- _Exercise directions_
Each line that holds the string "jacket" counts once. Say how many such lines the entries have, giving the number only.

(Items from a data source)
# # # # # # #
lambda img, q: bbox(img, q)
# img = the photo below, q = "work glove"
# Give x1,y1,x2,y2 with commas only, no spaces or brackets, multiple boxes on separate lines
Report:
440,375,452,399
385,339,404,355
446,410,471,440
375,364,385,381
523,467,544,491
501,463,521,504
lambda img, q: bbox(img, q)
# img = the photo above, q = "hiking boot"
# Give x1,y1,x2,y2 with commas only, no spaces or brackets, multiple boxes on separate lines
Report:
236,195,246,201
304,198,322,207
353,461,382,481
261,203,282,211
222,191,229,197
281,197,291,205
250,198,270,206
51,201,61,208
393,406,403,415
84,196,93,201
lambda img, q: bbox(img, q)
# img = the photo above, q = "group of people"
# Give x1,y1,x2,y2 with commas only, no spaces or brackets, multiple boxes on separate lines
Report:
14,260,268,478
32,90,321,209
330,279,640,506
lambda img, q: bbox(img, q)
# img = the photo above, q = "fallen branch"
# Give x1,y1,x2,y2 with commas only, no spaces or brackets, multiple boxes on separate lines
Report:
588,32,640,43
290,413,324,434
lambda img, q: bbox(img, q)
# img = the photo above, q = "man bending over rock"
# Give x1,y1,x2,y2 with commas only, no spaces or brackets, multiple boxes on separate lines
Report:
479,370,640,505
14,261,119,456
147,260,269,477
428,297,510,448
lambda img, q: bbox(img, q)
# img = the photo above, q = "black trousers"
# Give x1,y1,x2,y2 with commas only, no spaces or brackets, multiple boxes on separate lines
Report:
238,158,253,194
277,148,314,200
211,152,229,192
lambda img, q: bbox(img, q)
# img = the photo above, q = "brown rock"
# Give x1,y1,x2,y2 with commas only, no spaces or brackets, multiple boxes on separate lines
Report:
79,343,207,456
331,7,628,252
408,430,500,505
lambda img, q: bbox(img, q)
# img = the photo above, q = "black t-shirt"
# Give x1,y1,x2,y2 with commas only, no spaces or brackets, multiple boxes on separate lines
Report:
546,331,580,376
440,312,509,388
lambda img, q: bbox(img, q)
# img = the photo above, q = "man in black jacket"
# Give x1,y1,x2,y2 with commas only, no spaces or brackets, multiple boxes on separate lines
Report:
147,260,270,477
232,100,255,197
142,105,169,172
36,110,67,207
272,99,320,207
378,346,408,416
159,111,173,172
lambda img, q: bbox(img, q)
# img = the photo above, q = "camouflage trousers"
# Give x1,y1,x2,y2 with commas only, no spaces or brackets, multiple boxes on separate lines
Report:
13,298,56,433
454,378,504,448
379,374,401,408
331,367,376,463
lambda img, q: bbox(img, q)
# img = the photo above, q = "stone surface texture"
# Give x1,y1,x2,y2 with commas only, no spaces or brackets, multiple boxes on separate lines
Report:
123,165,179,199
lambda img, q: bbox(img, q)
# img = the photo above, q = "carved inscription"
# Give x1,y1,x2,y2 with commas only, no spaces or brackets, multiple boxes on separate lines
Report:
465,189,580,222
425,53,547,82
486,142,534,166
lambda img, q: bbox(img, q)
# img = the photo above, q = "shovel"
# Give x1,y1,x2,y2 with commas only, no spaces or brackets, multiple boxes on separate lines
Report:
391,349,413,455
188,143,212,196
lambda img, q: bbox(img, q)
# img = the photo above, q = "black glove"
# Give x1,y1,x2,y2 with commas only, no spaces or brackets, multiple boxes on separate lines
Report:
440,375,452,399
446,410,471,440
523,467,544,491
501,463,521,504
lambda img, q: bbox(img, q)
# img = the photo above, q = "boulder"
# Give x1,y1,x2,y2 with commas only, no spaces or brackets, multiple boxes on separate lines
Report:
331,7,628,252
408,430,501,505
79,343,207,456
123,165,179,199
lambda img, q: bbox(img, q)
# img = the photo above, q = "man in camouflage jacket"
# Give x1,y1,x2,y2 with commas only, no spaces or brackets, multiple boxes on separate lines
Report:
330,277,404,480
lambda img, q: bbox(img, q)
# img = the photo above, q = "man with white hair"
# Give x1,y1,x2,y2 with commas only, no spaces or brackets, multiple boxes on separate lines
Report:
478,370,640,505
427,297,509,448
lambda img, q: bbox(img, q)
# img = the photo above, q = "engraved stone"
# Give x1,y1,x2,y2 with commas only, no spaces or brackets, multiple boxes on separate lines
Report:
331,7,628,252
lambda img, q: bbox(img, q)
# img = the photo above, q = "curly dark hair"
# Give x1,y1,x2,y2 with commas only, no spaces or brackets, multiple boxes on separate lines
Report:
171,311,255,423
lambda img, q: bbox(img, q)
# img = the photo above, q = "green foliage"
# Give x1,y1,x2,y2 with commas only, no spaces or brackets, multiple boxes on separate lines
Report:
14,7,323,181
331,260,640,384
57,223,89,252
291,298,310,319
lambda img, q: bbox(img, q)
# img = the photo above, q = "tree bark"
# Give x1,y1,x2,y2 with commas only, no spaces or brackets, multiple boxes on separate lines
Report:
# # # # # # #
- _Answer to this exercise_
2